What the task requires — Nothing but the lines from the one containing "Annotation task: put one keypoint on every instance of the tree" through the end of the entries below should be set down, each exactly as written.

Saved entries
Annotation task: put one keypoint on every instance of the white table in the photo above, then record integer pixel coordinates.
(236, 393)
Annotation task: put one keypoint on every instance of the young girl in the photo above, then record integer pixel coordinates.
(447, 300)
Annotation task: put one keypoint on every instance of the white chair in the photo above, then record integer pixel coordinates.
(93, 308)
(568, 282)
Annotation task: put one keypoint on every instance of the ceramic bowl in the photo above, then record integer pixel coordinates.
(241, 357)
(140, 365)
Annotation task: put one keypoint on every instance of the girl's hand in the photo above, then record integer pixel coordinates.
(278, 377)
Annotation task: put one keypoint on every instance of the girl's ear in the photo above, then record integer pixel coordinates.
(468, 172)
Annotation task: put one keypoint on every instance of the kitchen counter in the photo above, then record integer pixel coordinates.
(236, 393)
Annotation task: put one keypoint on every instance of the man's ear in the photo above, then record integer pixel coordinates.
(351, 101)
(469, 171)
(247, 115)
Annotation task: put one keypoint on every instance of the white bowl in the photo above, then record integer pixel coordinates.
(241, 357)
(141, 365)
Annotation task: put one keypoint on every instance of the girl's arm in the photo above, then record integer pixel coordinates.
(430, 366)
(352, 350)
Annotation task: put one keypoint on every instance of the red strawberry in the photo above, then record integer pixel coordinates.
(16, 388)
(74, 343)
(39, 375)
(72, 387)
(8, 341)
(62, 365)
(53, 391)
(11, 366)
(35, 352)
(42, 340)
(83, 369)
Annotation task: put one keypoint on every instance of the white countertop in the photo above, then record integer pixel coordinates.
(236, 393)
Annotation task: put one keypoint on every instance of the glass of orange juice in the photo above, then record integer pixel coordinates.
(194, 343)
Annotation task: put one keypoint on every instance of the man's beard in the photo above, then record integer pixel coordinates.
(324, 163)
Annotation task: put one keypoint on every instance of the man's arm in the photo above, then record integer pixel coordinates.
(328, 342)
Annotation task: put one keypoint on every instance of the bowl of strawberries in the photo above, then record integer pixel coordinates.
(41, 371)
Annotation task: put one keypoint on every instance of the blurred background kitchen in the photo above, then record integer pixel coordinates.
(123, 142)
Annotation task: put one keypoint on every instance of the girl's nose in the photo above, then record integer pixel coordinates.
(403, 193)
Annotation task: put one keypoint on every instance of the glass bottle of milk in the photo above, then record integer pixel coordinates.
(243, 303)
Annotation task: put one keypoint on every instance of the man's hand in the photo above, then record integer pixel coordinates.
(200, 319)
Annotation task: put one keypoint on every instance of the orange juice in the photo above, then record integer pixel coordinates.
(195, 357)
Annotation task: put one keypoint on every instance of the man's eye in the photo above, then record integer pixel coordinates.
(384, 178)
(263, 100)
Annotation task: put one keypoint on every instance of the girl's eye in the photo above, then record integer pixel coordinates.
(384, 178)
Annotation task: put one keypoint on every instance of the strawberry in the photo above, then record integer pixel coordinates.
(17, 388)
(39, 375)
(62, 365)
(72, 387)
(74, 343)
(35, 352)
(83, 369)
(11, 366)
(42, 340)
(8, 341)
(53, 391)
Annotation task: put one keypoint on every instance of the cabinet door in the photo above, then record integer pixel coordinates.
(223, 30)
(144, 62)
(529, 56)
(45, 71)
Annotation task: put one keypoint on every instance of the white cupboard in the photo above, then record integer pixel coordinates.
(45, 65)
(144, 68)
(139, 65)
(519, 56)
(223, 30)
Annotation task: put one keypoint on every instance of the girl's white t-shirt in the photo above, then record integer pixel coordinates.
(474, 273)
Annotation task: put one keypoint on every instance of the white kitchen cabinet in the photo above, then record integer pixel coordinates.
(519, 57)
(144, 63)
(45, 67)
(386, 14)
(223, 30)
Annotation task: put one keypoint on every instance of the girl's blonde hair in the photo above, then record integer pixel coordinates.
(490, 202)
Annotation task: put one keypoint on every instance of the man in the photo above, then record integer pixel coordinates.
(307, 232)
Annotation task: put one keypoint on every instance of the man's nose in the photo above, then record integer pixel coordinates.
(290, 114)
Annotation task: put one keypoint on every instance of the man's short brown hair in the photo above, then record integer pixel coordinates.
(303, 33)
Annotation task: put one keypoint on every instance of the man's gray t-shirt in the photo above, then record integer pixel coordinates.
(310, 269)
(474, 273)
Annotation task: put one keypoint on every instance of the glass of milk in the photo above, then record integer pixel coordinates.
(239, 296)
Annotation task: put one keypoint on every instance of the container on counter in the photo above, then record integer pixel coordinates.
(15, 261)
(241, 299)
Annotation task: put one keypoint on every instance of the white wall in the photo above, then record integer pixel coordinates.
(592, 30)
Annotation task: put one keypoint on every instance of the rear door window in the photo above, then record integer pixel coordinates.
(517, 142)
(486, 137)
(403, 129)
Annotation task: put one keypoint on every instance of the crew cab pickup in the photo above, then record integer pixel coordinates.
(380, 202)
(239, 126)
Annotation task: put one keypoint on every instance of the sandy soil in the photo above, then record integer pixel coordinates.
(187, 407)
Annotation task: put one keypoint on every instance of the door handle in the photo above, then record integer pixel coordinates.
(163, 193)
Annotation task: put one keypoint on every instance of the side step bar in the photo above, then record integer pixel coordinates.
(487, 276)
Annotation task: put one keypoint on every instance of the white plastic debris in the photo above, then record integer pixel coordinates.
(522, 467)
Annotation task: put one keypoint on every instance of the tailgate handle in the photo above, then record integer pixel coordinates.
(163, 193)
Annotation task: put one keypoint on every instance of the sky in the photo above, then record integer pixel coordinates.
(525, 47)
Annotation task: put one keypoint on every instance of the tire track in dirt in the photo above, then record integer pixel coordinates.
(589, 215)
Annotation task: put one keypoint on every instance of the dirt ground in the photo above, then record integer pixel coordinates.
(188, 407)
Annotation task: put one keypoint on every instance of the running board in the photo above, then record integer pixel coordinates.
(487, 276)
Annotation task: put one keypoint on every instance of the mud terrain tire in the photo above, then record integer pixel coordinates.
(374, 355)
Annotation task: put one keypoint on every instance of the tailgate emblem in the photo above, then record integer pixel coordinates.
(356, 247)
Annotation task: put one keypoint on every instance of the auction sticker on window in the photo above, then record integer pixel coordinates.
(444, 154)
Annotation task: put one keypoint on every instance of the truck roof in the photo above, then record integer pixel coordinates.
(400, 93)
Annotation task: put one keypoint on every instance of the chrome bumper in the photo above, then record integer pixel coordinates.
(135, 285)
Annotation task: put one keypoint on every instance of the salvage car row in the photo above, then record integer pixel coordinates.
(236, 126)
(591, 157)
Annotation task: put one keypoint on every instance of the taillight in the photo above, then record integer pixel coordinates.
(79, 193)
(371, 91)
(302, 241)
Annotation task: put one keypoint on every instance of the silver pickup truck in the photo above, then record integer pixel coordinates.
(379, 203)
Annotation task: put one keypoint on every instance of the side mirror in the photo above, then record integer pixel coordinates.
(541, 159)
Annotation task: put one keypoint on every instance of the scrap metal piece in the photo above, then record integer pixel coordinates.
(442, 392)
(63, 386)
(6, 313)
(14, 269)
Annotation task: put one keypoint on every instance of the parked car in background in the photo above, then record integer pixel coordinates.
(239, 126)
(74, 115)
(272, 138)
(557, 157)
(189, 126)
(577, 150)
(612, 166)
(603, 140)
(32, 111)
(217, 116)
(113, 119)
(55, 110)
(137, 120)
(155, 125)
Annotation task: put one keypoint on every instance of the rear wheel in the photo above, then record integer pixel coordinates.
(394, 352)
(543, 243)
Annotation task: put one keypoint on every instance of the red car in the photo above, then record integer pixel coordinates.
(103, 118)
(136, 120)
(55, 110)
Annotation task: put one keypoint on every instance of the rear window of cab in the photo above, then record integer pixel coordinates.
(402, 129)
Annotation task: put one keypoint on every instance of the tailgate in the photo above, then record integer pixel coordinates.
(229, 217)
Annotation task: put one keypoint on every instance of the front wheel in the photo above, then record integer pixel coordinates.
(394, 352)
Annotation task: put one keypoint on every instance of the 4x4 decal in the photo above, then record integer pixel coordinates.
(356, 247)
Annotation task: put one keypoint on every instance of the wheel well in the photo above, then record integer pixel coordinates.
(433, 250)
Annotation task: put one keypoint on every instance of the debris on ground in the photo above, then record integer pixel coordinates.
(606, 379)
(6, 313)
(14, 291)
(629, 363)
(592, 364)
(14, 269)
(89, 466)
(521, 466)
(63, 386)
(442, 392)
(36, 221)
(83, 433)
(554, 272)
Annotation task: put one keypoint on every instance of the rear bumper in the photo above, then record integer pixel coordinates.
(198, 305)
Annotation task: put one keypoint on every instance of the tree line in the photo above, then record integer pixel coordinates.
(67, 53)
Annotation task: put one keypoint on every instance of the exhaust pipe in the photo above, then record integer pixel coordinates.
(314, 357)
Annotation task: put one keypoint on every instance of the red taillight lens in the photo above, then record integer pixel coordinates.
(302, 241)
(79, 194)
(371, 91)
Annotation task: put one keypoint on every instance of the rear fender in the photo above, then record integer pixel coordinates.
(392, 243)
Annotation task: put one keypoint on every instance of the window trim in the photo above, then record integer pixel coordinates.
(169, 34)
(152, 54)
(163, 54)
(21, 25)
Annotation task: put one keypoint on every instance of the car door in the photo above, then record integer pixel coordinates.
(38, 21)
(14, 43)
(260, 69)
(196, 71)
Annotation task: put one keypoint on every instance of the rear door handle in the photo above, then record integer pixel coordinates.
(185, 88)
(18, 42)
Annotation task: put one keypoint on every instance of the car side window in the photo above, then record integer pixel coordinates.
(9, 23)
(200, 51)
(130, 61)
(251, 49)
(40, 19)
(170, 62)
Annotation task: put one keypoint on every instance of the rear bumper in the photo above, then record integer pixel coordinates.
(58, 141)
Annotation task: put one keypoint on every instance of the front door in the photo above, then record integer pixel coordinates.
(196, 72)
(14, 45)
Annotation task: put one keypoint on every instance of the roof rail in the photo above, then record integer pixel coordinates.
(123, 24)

Response to this exercise —
Annotation task: put one keypoint on every instance of the tree line in the photo above, then record integer pixel coordinates.
(67, 53)
Annotation task: put one keypoint on every instance of the exhaust pipe in the photo above, then record integer pixel coordinates.
(314, 357)
Annotation task: put one keypoint on every instance of the red taillight lens in the photo above, then record integer pixel coordinates.
(302, 241)
(79, 194)
(371, 91)
Annotation task: put one keypoint on every instance of the rear fender in the photo above, then record integer pixel coordinates.
(392, 243)
Annotation task: put one keypoint on every instance of the window trim in the photo above, then record integer pixel coordinates.
(169, 34)
(152, 54)
(163, 54)
(21, 25)
Annotation task: put one keypoint on every instance of the car door in the photo above, then record integer pixel coordinates.
(38, 21)
(14, 43)
(260, 69)
(196, 71)
Annotation task: put one keypoint on every instance of the rear door handle in the photo above, then record integer pixel coordinates.
(185, 88)
(18, 42)
Annotation task: put one keypoint on every instance of the car side window in the photo above, then record integer pixel coordinates.
(9, 23)
(200, 51)
(130, 61)
(251, 49)
(40, 19)
(170, 62)
Annotation task: put one keypoint on every instance of the rear bumper in the photo above, then record integer pixel coordinates.
(58, 141)
Annotation task: put one keypoint on every instance of the front door in the photo above, then record integer pixel coordinates.
(196, 72)
(14, 45)
Annotation task: put one keypoint on every instance of the roof rail in the photo above, then record integer pixel coordinates.
(123, 24)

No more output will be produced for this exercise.